## Exercise
Retype precisely the section of the data that starts at the line containing "the player's outstretched" and runs to its final line, ends included.

═════ Given data ═════

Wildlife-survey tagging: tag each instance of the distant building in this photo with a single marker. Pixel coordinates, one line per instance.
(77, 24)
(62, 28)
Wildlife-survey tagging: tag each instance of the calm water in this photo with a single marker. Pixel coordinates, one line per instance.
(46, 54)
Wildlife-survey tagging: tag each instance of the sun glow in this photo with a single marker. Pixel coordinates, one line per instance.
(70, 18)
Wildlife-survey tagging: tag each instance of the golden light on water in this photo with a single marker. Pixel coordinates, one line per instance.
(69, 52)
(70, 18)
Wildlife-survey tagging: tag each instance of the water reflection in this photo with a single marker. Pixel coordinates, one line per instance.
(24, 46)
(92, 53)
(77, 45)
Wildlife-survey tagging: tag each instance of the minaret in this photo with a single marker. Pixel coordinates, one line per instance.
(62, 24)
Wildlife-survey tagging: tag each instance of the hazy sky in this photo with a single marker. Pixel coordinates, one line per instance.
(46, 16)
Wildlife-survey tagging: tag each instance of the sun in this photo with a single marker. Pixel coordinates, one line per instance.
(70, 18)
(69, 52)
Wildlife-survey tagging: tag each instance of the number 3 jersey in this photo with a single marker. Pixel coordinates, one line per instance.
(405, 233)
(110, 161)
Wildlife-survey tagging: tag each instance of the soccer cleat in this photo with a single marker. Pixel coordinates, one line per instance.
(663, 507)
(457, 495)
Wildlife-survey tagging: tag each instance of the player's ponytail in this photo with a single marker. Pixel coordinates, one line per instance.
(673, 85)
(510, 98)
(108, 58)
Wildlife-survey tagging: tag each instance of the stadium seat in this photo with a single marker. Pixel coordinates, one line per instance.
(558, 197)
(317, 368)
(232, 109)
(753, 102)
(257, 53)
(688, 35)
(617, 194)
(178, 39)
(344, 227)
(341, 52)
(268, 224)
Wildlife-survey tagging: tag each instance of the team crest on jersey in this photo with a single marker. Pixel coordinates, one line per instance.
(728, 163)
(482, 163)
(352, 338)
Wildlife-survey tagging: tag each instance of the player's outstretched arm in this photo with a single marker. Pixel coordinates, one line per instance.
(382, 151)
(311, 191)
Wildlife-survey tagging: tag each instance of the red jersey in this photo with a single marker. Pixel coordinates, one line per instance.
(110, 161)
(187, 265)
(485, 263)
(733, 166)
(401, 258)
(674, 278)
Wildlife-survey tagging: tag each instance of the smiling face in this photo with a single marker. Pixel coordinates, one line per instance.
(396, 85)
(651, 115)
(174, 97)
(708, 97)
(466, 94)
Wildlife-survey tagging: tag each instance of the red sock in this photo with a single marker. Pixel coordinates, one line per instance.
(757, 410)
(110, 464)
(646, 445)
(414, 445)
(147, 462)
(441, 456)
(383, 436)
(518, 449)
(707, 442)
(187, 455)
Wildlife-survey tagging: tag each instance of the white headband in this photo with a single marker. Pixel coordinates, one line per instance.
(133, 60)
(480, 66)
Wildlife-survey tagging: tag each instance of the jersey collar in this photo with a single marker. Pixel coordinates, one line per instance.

═════

## The reply
Wildlife-survey tagging: tag each instance of the player's outstretched arm in this photo with a single marker. Pixel coordinates, one line per instance.
(382, 151)
(311, 191)
Wildlife-survey tagging: tag each instance of the red jersey in this photo with a single marker. Pixel coordinates, one line per instance.
(110, 161)
(187, 265)
(485, 263)
(733, 166)
(401, 258)
(674, 278)
Wildlife-survey tagging: tag each instance of the smiling face in this photo with a single marker. Pixel coordinates, one line per instance.
(396, 85)
(651, 115)
(174, 97)
(708, 97)
(466, 94)
Wildlife-survey tagging: tag each instance of the red sock in this photo with a single marker. Pixel coordinates, one line per instance.
(757, 410)
(110, 464)
(646, 445)
(414, 445)
(147, 462)
(441, 456)
(383, 436)
(518, 449)
(707, 442)
(187, 455)
Wildlife-survey tagging: tag each instance of the white headband in this photo with a single marker. Pixel coordinates, one line per instance.
(133, 60)
(480, 66)
Wildlife-survey tagging: tag each instance of the jersey collar in this photo with a single marker. Pixel coordinates, one line per instance.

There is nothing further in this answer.